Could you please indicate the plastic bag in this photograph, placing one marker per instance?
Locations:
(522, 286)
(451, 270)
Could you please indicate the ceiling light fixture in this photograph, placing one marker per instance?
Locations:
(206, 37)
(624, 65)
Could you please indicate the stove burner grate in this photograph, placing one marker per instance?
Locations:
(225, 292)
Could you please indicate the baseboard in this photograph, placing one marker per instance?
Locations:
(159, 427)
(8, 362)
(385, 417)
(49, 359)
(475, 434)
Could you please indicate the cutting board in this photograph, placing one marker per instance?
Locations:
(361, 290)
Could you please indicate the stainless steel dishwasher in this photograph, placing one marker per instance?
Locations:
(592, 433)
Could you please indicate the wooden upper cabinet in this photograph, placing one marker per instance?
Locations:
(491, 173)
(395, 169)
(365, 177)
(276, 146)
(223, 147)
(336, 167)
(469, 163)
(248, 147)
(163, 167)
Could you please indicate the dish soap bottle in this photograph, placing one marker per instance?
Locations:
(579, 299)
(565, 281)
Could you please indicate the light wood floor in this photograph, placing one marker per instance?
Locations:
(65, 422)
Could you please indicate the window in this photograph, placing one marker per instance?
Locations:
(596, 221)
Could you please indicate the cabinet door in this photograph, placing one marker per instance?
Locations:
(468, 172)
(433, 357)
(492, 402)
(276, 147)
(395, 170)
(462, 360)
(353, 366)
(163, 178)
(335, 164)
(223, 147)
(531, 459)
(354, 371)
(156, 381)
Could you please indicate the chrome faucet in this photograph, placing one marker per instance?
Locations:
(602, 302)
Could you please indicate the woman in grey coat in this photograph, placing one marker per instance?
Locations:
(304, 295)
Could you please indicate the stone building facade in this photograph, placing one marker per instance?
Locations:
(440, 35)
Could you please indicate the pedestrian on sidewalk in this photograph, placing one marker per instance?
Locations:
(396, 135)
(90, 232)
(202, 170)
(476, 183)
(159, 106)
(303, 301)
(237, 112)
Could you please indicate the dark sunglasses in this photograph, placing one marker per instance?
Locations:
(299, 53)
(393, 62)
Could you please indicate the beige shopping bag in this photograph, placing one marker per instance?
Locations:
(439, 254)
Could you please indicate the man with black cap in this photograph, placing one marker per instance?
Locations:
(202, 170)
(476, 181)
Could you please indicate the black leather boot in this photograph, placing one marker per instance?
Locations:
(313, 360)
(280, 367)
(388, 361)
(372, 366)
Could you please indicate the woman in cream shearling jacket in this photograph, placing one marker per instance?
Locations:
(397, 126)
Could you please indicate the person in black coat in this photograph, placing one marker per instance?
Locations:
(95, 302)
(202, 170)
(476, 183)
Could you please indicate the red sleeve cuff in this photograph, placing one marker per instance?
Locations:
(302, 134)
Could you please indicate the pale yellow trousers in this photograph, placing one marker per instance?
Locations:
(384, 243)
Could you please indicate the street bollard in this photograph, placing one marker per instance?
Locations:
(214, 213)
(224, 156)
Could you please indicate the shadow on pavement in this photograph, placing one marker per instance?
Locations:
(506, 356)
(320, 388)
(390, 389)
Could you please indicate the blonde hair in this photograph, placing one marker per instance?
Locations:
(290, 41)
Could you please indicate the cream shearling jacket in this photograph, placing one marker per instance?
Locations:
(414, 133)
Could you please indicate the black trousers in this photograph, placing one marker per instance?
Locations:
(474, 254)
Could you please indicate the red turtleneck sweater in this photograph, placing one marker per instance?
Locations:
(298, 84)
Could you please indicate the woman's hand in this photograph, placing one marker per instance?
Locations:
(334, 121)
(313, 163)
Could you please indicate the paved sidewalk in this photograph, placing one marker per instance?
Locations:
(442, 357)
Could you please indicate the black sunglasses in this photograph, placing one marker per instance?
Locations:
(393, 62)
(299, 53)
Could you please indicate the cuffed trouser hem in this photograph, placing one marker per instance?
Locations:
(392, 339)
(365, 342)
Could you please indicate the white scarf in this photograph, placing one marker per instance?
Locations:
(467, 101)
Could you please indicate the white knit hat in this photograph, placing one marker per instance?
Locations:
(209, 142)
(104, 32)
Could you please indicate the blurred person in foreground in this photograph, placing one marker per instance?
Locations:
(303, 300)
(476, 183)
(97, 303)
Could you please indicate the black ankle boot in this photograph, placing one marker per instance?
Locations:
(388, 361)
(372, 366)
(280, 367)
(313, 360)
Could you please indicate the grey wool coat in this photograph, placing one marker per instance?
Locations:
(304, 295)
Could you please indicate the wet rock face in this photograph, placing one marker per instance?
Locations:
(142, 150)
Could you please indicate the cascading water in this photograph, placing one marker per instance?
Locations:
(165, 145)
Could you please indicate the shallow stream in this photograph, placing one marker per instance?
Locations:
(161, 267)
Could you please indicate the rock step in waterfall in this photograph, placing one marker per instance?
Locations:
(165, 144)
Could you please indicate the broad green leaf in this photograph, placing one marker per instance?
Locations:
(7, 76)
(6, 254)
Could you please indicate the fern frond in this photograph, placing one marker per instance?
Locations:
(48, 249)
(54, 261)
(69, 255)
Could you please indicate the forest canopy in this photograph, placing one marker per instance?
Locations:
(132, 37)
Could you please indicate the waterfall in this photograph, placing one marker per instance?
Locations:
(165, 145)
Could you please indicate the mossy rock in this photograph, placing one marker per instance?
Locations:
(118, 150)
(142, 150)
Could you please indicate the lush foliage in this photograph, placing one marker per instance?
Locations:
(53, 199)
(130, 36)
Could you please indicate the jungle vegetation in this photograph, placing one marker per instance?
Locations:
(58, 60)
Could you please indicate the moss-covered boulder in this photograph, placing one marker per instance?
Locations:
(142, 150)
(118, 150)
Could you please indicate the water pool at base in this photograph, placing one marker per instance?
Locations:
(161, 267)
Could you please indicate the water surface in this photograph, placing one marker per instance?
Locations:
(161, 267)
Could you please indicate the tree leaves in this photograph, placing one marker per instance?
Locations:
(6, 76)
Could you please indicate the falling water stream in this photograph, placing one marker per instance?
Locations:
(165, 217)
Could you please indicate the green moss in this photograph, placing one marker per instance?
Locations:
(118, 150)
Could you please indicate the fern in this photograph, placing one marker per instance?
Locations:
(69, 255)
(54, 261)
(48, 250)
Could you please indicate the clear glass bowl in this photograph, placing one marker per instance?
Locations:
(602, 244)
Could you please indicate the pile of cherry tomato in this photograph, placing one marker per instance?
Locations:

------------

Problem:
Reproduce exactly the lines above from the line with "Could you please indicate the woman in grey" to the line with "Could you please indicate the pedestrian", including both, and add nothing.

Response:
Could you please indicate the woman in grey coat in this photograph, placing one marker per instance?
Locations:
(304, 295)
Could you please indicate the stone building facade in this photograph, placing one marker per instance?
Locations:
(440, 35)
Could you please indicate the pedestrian on sidewalk in this photograph, placing one marker per instance?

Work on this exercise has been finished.